◆ What you need to do:
Exactly copy the final stretch of the listing below: the line with "Need: one point per instance of the compound" and every line after it.
━━ Data for review
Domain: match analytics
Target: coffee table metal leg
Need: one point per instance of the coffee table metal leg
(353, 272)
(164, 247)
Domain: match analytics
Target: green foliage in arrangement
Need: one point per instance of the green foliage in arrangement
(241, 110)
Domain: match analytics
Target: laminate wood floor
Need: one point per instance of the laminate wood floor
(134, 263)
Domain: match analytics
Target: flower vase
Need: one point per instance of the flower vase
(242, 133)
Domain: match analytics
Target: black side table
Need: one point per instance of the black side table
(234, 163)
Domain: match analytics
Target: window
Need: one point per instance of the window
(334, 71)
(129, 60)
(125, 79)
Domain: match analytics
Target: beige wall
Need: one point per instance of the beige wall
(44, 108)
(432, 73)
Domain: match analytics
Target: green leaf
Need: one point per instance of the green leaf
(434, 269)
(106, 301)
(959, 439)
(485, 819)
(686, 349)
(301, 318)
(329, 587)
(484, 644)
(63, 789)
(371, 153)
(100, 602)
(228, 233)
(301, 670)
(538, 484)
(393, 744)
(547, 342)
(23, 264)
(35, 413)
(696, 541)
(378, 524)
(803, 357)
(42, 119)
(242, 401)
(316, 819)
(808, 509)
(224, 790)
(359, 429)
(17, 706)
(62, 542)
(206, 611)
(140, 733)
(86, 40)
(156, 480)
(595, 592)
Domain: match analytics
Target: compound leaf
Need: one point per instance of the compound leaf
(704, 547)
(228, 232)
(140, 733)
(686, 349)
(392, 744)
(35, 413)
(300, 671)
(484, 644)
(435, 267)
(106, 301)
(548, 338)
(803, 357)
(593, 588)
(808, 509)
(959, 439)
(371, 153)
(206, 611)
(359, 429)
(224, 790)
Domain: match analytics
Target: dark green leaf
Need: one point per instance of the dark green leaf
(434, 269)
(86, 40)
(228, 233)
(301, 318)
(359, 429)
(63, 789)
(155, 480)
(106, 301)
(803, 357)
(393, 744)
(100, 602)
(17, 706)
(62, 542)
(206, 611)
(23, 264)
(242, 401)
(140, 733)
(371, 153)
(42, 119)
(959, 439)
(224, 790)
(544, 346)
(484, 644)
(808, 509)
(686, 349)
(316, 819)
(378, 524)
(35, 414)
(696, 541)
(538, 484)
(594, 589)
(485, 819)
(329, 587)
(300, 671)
━━━━
◆ Exercise answer:
Need: one point per instance of the compound leaf
(704, 547)
(228, 232)
(140, 733)
(686, 349)
(392, 744)
(35, 413)
(300, 671)
(484, 644)
(435, 267)
(106, 301)
(548, 338)
(803, 357)
(593, 588)
(808, 509)
(959, 439)
(371, 153)
(206, 611)
(359, 429)
(224, 790)
Domain: match analytics
Target: dark green leaf
Need: one point per instance of the dark green leaf
(434, 269)
(86, 40)
(228, 233)
(301, 318)
(359, 429)
(63, 789)
(155, 480)
(106, 301)
(803, 357)
(393, 744)
(100, 602)
(17, 706)
(62, 542)
(206, 611)
(23, 264)
(242, 401)
(140, 733)
(371, 153)
(42, 119)
(959, 439)
(224, 790)
(544, 346)
(484, 644)
(808, 509)
(686, 349)
(316, 819)
(378, 524)
(35, 414)
(696, 541)
(538, 484)
(594, 589)
(485, 819)
(329, 587)
(300, 671)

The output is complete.